> _Do this_: Return each line of the material that contains the string "trim".

-- start Supplied material --

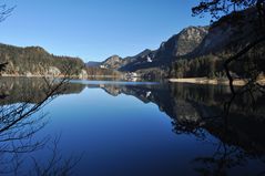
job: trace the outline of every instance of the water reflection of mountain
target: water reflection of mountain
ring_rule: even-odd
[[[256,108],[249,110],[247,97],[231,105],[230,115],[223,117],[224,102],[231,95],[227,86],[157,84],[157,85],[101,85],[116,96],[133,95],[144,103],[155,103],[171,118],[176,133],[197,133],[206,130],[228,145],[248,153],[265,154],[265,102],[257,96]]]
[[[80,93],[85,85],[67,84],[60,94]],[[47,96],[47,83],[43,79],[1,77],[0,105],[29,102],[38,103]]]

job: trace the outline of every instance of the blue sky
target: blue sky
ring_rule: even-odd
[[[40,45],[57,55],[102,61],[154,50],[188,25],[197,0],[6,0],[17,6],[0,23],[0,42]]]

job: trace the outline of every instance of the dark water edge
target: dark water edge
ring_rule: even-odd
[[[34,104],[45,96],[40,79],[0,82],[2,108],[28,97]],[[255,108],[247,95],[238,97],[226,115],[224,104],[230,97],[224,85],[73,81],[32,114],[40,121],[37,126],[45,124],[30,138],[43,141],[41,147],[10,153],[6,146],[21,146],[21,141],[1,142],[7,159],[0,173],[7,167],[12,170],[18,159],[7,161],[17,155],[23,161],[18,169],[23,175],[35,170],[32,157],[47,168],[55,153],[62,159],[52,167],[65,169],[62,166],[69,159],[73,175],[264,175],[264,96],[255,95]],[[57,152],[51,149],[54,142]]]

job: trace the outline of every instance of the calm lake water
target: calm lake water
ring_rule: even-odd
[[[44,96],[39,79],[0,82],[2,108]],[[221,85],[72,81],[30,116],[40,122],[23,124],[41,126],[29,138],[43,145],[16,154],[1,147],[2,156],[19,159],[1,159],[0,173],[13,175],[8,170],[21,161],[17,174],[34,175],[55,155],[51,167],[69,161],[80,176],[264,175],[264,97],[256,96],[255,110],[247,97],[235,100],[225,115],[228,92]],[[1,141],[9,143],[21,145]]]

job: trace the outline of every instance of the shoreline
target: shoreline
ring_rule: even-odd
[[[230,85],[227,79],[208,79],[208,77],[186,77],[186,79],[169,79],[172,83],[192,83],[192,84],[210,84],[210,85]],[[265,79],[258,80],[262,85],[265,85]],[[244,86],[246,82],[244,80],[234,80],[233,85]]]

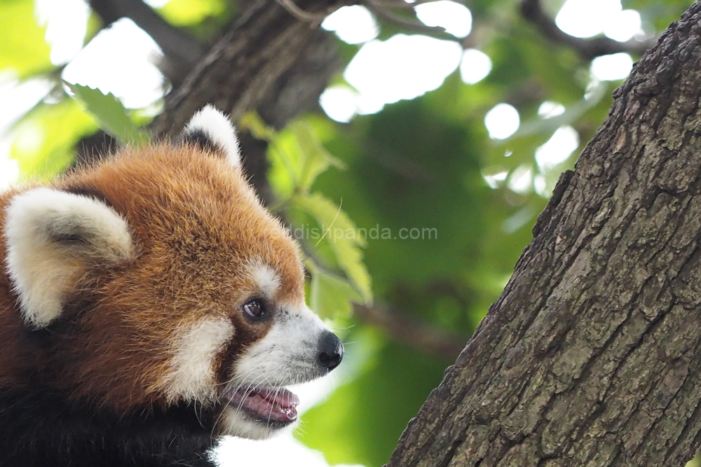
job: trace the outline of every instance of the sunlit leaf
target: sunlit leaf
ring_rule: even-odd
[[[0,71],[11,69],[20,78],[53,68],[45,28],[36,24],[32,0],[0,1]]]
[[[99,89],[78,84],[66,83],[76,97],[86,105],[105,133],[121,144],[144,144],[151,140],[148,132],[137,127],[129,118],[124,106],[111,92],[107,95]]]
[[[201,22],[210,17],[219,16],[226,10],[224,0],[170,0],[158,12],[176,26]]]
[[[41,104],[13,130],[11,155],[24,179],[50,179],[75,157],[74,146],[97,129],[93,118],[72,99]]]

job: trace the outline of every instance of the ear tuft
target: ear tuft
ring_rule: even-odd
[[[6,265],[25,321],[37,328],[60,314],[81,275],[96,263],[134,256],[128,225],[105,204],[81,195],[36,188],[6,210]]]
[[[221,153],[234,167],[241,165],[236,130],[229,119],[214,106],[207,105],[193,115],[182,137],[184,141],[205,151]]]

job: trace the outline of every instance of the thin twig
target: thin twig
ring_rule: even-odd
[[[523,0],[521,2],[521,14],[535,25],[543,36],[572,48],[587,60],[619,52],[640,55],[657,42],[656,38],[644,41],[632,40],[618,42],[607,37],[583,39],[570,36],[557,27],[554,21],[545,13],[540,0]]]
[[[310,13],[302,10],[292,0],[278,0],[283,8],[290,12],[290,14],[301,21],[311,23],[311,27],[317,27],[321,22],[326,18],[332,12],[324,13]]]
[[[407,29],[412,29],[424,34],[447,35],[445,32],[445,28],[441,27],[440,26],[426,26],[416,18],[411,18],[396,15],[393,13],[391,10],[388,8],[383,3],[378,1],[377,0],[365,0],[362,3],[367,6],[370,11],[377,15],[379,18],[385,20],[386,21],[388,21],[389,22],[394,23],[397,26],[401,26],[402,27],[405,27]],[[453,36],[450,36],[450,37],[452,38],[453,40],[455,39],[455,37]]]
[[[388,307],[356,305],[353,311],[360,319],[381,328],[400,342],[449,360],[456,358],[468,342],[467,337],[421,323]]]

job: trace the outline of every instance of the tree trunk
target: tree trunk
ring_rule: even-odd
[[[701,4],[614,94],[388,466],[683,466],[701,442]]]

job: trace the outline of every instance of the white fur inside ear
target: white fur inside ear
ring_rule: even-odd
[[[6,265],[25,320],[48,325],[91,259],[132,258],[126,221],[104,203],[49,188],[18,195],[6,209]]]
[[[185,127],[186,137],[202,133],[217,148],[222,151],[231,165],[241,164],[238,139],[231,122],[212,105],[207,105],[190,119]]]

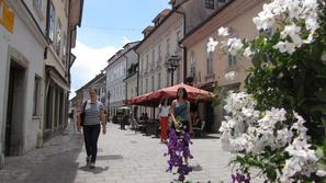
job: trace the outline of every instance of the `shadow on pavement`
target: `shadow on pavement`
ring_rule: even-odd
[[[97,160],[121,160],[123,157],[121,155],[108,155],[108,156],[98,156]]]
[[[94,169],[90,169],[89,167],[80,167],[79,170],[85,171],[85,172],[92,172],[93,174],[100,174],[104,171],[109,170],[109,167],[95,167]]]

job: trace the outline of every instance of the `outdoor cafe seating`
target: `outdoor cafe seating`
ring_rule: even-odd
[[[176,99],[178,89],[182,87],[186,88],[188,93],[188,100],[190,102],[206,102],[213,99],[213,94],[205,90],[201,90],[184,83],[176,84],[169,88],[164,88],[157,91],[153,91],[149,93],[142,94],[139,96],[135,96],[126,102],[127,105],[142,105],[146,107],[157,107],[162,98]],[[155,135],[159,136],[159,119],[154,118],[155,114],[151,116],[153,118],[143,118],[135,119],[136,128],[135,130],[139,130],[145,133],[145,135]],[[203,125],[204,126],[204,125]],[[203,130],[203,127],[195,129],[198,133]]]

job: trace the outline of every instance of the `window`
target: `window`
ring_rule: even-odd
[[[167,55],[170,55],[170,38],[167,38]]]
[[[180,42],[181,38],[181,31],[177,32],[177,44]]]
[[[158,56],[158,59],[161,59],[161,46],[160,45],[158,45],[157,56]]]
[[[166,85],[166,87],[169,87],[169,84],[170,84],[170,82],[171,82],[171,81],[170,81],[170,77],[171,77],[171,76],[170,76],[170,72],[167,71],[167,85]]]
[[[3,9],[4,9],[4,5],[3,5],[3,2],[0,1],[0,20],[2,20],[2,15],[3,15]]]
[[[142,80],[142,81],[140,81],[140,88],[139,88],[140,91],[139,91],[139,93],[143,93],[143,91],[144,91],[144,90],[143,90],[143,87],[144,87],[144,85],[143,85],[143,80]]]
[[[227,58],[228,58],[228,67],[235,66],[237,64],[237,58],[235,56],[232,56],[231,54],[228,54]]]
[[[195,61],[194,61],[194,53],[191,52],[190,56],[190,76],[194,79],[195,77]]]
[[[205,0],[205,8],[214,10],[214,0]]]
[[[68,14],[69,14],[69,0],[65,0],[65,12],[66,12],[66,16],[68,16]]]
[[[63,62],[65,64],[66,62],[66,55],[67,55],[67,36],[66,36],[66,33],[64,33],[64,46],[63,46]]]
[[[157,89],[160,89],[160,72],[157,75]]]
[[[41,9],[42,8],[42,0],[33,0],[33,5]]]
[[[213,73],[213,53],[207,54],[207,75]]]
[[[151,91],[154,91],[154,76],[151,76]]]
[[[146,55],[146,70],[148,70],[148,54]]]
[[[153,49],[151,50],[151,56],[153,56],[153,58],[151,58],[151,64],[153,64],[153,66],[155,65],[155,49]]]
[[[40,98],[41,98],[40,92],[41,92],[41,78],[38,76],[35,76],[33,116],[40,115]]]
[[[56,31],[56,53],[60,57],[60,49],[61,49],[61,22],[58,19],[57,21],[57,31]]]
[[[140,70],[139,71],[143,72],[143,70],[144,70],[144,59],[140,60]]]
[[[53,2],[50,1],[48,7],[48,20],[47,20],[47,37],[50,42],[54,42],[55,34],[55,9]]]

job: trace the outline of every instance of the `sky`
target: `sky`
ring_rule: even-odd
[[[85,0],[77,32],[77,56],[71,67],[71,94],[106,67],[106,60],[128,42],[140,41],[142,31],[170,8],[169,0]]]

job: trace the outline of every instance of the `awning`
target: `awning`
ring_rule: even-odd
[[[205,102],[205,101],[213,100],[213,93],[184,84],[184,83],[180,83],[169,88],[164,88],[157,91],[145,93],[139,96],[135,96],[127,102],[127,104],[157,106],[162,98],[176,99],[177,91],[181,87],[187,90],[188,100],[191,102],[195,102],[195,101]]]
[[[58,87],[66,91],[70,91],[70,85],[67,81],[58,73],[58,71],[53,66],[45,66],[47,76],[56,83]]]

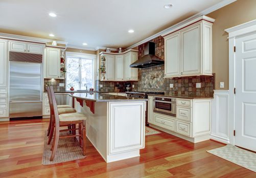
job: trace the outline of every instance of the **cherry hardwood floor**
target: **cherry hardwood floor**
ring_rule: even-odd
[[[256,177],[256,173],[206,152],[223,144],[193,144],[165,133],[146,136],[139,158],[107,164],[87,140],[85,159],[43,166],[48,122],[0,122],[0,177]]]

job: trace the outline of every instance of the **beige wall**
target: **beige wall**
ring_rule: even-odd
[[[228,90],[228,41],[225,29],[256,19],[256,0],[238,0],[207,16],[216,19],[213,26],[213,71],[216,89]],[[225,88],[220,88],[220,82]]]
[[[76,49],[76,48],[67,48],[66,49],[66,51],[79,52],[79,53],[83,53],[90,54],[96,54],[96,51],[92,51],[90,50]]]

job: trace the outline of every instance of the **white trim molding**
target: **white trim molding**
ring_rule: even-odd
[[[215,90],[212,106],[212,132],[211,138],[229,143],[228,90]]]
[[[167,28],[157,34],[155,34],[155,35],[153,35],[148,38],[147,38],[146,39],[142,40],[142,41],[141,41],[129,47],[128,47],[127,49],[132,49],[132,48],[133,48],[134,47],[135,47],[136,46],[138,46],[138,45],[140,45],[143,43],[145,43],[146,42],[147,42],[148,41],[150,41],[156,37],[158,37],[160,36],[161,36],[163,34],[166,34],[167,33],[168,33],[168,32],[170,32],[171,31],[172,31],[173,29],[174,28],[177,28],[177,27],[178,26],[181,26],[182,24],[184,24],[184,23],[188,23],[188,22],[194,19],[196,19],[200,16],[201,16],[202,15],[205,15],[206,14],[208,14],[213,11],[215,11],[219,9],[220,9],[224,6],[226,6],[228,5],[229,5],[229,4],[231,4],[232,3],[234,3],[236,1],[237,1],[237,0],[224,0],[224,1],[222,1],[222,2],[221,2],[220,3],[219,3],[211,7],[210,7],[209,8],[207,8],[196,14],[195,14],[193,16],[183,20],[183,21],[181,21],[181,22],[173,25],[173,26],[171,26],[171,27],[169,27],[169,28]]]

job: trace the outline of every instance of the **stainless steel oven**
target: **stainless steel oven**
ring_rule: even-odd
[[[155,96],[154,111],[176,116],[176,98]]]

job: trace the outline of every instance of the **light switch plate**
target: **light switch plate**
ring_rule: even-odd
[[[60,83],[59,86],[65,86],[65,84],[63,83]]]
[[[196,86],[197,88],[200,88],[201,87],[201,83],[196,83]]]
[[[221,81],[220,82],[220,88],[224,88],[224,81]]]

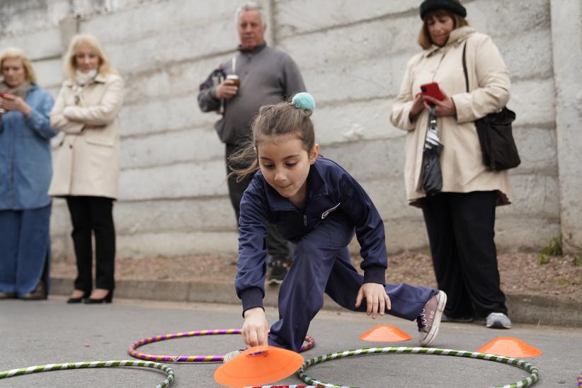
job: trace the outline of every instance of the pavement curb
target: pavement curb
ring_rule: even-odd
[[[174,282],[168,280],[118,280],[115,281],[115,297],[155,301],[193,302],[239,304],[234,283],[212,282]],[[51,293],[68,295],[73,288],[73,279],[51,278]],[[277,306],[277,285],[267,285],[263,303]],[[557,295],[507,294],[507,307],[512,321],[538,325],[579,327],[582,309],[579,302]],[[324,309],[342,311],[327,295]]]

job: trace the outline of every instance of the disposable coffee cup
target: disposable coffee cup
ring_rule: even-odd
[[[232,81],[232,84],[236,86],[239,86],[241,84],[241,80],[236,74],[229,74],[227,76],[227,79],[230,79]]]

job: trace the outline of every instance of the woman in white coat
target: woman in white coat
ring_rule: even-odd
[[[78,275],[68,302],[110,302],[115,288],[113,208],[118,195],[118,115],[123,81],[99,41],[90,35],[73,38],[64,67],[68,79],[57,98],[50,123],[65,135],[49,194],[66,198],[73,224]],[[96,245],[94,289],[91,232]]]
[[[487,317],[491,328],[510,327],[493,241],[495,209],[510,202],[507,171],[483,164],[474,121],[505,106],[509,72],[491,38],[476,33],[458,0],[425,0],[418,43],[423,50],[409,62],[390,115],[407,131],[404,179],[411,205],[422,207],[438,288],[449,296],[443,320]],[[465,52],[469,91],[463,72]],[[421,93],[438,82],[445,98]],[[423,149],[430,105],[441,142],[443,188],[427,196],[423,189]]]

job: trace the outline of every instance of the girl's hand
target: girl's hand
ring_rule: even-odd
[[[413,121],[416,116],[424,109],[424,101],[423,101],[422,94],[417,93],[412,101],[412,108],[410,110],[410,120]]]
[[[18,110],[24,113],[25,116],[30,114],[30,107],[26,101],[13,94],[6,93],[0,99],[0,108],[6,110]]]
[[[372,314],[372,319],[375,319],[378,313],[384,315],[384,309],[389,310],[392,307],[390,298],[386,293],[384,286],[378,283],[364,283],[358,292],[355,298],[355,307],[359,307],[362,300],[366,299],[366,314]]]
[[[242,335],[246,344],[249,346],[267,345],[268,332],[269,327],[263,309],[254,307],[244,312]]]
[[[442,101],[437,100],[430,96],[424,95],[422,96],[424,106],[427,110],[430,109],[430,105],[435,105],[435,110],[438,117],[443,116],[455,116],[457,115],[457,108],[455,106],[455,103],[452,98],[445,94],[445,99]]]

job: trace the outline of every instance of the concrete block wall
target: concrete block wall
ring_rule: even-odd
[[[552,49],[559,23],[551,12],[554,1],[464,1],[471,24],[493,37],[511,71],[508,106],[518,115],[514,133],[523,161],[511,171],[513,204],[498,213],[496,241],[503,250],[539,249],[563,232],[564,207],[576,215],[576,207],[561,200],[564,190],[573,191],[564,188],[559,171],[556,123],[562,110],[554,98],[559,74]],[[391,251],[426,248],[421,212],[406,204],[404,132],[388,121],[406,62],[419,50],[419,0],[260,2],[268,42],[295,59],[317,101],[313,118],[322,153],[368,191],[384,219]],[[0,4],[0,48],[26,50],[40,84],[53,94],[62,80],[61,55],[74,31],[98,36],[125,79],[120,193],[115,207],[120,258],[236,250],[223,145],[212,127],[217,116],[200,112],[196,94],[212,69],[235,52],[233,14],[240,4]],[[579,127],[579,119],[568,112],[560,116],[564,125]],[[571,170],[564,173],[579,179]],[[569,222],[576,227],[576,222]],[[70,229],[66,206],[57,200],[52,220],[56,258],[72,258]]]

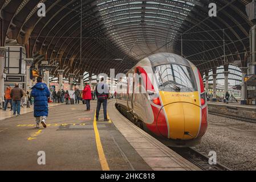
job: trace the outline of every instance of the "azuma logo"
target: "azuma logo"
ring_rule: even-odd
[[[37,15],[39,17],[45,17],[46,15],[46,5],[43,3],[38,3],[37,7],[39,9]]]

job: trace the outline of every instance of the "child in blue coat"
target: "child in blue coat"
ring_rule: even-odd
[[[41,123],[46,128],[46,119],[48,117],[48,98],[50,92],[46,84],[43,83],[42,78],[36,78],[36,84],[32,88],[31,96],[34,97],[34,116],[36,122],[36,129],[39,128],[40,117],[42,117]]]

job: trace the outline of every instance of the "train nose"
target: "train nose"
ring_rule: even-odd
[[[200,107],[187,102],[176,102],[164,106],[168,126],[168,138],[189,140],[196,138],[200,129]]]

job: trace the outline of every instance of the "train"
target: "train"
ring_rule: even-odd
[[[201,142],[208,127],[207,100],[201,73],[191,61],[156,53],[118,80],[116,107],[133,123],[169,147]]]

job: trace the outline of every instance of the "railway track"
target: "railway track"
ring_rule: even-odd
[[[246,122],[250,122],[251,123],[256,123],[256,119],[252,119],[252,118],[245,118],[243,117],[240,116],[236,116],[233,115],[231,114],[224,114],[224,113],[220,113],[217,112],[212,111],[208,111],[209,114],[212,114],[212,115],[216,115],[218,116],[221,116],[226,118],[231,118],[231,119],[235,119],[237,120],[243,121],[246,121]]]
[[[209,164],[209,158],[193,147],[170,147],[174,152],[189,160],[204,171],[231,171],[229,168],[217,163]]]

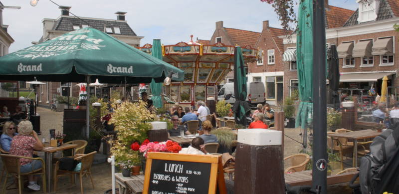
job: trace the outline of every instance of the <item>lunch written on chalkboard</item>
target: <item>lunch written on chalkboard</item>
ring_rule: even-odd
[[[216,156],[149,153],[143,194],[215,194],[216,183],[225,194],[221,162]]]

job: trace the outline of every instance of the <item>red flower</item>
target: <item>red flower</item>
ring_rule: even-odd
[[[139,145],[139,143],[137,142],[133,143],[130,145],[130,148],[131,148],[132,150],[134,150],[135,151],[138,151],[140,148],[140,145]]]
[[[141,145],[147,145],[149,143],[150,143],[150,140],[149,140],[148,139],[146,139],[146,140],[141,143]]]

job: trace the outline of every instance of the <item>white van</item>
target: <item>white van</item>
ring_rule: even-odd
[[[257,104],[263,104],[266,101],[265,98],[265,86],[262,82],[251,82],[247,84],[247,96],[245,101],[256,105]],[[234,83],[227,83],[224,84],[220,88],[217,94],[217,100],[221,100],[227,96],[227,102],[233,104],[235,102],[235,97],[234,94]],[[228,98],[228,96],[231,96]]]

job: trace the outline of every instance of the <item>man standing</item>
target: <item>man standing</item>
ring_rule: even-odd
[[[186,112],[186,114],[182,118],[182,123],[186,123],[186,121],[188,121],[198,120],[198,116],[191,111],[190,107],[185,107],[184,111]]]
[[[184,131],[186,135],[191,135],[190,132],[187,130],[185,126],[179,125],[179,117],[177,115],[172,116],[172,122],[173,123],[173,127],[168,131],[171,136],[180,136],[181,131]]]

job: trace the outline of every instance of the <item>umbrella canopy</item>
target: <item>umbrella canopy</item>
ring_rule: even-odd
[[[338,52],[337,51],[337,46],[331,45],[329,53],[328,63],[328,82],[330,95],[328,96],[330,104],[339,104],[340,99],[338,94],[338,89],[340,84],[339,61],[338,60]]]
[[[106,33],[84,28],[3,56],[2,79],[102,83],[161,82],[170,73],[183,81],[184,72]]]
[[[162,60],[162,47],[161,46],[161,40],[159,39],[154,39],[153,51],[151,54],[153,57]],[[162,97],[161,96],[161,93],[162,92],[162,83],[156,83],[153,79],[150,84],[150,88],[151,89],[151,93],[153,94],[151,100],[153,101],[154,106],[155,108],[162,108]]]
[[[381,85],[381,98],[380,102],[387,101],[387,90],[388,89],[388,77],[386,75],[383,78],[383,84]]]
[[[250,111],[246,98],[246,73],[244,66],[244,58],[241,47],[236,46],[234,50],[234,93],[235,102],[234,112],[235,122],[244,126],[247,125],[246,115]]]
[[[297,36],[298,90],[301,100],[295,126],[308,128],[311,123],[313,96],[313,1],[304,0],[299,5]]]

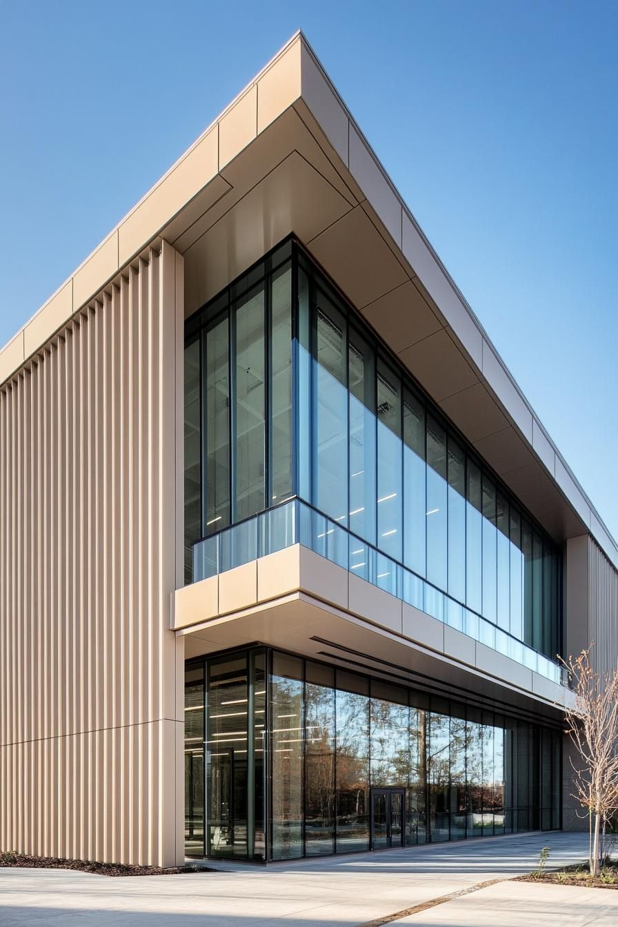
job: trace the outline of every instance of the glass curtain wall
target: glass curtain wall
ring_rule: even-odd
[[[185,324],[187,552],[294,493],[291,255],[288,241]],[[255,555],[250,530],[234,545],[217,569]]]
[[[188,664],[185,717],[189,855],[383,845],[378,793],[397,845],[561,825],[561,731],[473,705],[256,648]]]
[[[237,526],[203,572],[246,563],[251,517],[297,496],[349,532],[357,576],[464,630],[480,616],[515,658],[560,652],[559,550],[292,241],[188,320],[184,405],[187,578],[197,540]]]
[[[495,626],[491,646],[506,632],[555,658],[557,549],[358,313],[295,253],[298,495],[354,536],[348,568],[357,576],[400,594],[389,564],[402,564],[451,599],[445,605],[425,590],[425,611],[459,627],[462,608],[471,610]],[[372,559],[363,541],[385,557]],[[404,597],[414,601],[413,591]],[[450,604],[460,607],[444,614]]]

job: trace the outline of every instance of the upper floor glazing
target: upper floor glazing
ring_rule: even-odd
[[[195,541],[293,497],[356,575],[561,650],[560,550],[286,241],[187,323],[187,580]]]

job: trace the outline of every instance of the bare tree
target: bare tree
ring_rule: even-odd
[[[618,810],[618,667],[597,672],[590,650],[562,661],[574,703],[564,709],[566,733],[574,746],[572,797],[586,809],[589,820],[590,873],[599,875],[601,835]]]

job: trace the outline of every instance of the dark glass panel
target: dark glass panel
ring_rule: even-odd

-- end Supplied material --

> _Answer to this problem_:
job: trace the outline of every instance of the **white trim molding**
target: **white trim molding**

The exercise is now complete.